┌──

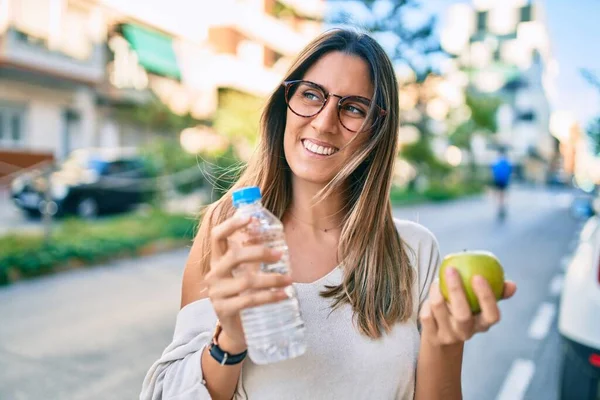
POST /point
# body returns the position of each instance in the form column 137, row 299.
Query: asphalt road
column 93, row 333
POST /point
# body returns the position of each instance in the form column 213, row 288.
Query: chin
column 309, row 169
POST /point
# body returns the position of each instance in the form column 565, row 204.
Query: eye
column 354, row 110
column 311, row 95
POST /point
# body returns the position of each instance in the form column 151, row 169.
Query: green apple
column 471, row 263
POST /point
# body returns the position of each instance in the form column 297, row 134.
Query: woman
column 324, row 165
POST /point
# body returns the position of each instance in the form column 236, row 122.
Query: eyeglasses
column 307, row 99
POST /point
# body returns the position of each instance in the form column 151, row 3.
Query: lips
column 320, row 148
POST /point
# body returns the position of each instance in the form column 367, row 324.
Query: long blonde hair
column 378, row 277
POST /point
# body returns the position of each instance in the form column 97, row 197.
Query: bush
column 81, row 242
column 436, row 192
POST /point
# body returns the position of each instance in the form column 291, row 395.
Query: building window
column 526, row 13
column 482, row 21
column 11, row 126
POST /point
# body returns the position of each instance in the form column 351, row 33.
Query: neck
column 324, row 215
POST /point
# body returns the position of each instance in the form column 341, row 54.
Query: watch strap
column 220, row 355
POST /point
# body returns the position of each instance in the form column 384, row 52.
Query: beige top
column 339, row 363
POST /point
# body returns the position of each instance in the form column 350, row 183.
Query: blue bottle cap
column 246, row 195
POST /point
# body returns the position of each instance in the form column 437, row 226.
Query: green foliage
column 238, row 116
column 483, row 111
column 421, row 154
column 412, row 43
column 593, row 132
column 223, row 171
column 27, row 255
column 156, row 116
column 437, row 191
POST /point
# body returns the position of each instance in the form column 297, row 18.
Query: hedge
column 77, row 242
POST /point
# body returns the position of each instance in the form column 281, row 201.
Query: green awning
column 154, row 49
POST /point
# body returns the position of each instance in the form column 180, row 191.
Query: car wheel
column 32, row 214
column 575, row 380
column 87, row 208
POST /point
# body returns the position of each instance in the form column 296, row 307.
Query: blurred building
column 68, row 66
column 185, row 52
column 502, row 48
column 51, row 59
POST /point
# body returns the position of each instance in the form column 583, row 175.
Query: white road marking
column 564, row 262
column 541, row 322
column 573, row 244
column 556, row 285
column 516, row 382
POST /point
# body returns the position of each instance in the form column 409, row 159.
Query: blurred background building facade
column 69, row 67
column 503, row 49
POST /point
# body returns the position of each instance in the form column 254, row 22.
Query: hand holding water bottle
column 230, row 294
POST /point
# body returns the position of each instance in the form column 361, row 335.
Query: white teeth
column 326, row 151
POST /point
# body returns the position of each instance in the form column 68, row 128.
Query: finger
column 234, row 286
column 427, row 320
column 246, row 254
column 220, row 233
column 510, row 288
column 462, row 317
column 441, row 314
column 233, row 305
column 490, row 313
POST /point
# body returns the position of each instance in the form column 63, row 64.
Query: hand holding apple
column 469, row 264
column 465, row 300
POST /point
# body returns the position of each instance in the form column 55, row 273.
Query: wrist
column 231, row 346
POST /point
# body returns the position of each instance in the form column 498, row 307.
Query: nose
column 327, row 120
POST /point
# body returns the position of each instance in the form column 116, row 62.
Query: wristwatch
column 220, row 355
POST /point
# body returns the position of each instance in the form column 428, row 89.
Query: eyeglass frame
column 288, row 84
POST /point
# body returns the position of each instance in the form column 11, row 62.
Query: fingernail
column 479, row 281
column 276, row 253
column 244, row 218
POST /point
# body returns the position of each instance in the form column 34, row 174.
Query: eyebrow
column 370, row 100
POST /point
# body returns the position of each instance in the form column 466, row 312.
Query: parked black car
column 87, row 183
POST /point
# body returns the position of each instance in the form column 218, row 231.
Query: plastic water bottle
column 275, row 331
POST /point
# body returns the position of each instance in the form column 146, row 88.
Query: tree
column 483, row 120
column 408, row 43
column 593, row 128
column 393, row 21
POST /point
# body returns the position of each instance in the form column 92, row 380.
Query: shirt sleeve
column 177, row 374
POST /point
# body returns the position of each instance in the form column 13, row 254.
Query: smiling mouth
column 317, row 149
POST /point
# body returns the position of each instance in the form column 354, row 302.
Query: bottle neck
column 250, row 206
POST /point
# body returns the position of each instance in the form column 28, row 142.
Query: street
column 93, row 333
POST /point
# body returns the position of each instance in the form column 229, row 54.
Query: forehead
column 342, row 74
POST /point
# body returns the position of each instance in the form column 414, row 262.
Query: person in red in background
column 501, row 172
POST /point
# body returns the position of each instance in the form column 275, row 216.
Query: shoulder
column 424, row 254
column 415, row 235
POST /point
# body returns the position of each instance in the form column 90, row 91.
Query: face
column 316, row 148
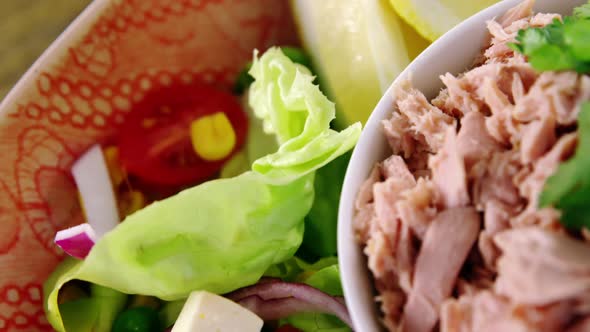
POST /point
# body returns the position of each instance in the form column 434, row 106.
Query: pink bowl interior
column 77, row 94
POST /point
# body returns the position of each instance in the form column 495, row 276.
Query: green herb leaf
column 582, row 12
column 569, row 188
column 561, row 45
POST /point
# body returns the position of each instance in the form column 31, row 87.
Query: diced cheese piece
column 204, row 312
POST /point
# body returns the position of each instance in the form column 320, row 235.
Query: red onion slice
column 76, row 241
column 96, row 191
column 277, row 300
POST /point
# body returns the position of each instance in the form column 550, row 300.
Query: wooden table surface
column 27, row 28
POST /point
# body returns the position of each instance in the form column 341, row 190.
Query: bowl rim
column 56, row 51
column 459, row 47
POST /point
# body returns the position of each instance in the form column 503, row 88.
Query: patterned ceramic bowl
column 112, row 56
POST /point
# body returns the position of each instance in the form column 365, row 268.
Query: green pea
column 297, row 55
column 138, row 319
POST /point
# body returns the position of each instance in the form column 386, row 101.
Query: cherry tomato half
column 155, row 142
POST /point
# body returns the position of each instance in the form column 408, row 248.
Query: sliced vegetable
column 327, row 279
column 156, row 141
column 204, row 311
column 92, row 178
column 76, row 241
column 276, row 300
column 224, row 234
column 138, row 319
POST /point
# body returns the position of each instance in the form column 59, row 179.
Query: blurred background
column 27, row 27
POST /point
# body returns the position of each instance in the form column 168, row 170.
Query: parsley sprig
column 565, row 45
column 561, row 45
column 568, row 189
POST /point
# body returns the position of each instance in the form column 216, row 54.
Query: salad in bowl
column 466, row 195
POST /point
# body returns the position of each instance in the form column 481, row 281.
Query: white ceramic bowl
column 454, row 52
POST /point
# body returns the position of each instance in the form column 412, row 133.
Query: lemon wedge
column 357, row 47
column 432, row 18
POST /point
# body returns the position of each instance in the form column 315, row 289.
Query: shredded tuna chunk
column 451, row 223
column 540, row 267
column 448, row 239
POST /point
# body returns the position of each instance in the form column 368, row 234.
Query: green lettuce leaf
column 224, row 234
column 95, row 313
column 258, row 144
column 319, row 238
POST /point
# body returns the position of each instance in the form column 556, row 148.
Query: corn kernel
column 213, row 136
column 111, row 156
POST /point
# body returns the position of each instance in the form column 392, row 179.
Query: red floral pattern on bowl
column 77, row 93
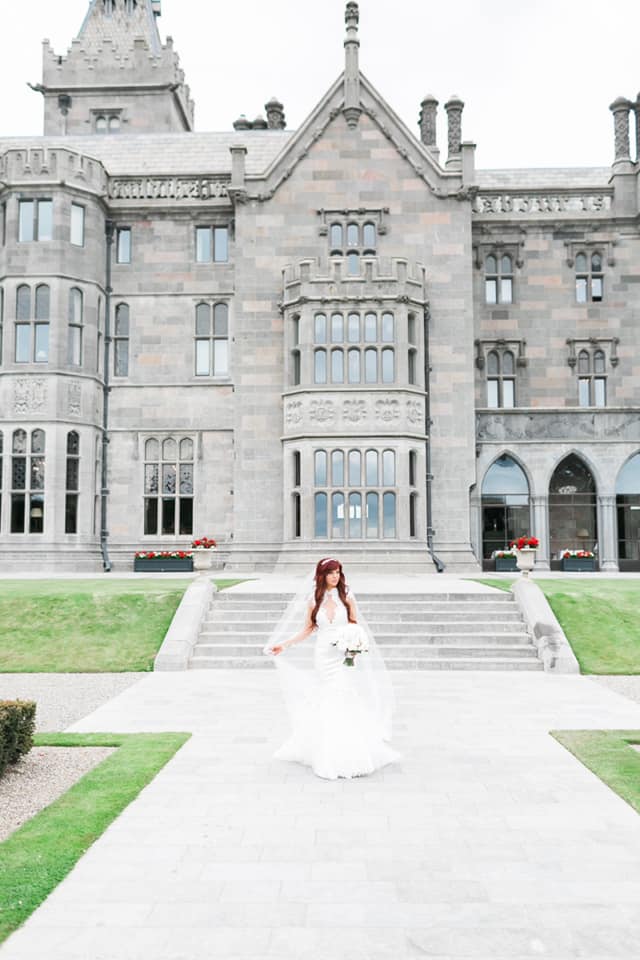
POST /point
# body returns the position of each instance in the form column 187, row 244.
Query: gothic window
column 506, row 511
column 77, row 224
column 35, row 221
column 354, row 364
column 589, row 278
column 27, row 482
column 592, row 378
column 364, row 507
column 123, row 245
column 74, row 346
column 501, row 379
column 72, row 483
column 121, row 341
column 498, row 279
column 212, row 244
column 32, row 324
column 353, row 239
column 168, row 487
column 212, row 340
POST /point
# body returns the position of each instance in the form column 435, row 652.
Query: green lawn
column 95, row 626
column 608, row 754
column 41, row 853
column 600, row 618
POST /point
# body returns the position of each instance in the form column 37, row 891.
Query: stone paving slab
column 488, row 840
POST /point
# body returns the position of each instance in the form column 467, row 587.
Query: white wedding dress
column 336, row 731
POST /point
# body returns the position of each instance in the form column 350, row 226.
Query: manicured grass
column 35, row 858
column 608, row 754
column 599, row 617
column 86, row 626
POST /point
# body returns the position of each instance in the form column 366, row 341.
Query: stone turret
column 117, row 76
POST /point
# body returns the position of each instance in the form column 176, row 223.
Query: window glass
column 77, row 224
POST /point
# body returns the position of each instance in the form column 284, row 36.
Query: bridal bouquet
column 351, row 640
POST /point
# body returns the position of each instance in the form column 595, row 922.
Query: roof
column 166, row 154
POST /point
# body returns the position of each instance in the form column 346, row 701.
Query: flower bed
column 166, row 561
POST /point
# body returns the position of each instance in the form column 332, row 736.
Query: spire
column 352, row 108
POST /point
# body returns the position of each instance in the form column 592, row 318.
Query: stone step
column 418, row 663
column 391, row 652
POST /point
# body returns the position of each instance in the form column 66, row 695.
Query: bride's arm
column 308, row 629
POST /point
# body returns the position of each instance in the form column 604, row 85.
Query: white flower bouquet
column 351, row 640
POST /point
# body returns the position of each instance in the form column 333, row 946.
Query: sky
column 536, row 76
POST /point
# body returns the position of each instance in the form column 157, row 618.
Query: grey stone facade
column 502, row 306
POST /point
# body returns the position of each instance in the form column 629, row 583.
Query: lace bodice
column 332, row 604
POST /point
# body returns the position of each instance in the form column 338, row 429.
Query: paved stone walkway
column 488, row 841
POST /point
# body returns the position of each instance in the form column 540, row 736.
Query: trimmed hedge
column 17, row 725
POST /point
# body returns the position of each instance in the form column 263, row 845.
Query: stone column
column 427, row 121
column 540, row 523
column 607, row 539
column 620, row 109
column 454, row 107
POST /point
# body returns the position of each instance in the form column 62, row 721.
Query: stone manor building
column 341, row 339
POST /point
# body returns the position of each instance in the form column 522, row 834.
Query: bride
column 337, row 689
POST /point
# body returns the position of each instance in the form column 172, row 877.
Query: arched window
column 121, row 341
column 212, row 340
column 506, row 513
column 74, row 345
column 628, row 511
column 72, row 484
column 589, row 277
column 27, row 482
column 168, row 487
column 498, row 280
column 572, row 508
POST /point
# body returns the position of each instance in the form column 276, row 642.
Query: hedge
column 17, row 724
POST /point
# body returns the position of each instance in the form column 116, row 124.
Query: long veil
column 297, row 675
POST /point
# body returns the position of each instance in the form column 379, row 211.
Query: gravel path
column 40, row 778
column 48, row 772
column 63, row 698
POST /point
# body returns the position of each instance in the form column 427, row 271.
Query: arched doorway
column 628, row 510
column 506, row 510
column 573, row 519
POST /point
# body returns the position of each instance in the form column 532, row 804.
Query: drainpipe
column 104, row 491
column 439, row 565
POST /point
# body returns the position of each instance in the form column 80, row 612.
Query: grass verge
column 41, row 853
column 86, row 626
column 608, row 754
column 599, row 618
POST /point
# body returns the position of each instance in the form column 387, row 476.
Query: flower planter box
column 579, row 564
column 163, row 565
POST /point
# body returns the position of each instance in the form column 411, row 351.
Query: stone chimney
column 275, row 115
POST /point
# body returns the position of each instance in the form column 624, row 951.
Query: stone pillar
column 607, row 539
column 352, row 108
column 620, row 109
column 540, row 523
column 454, row 107
column 427, row 121
column 275, row 115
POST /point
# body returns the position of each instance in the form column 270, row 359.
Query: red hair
column 323, row 567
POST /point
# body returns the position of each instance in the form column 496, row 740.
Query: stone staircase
column 454, row 631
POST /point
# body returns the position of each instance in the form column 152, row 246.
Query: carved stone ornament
column 354, row 411
column 30, row 395
column 322, row 411
column 293, row 412
column 415, row 413
column 74, row 398
column 387, row 411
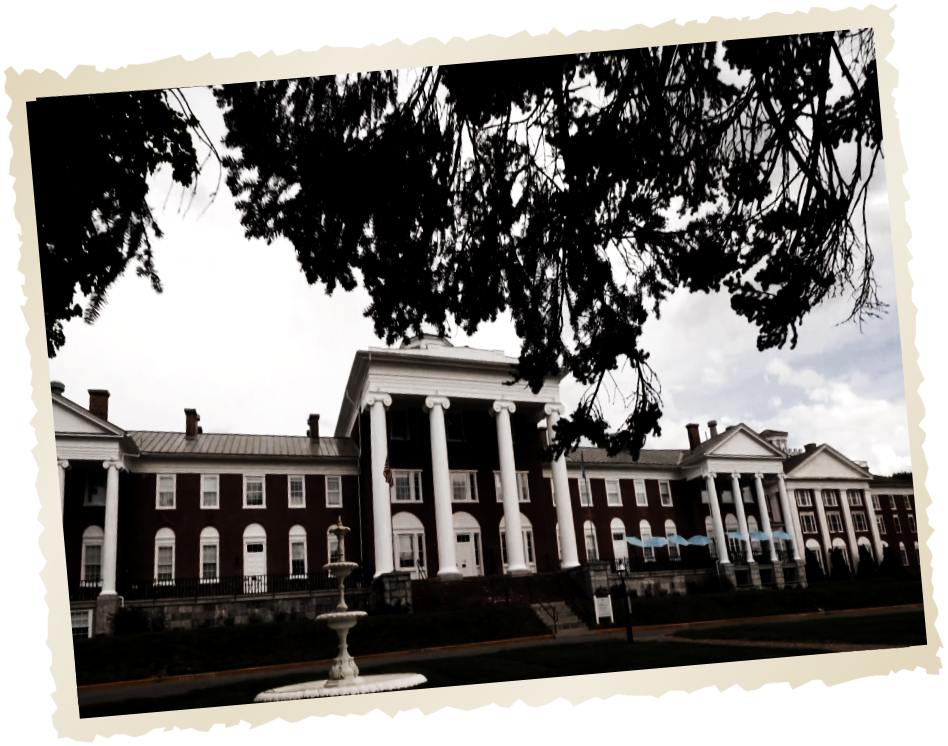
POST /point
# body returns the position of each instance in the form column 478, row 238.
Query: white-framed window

└──

Copy the material from its first line through the line that contains "column 311, row 95", including that line, and leave the pictures out of your copy.

POST /point
# body returns the position of each instance in the form column 137, row 299.
Query: asphalt road
column 93, row 333
POST /point
# body returns the position of each instance in the form column 213, row 288.
Query: chin
column 309, row 169
POST /point
# body returns the position of each instance in the form column 565, row 204.
Query: eye
column 354, row 110
column 311, row 95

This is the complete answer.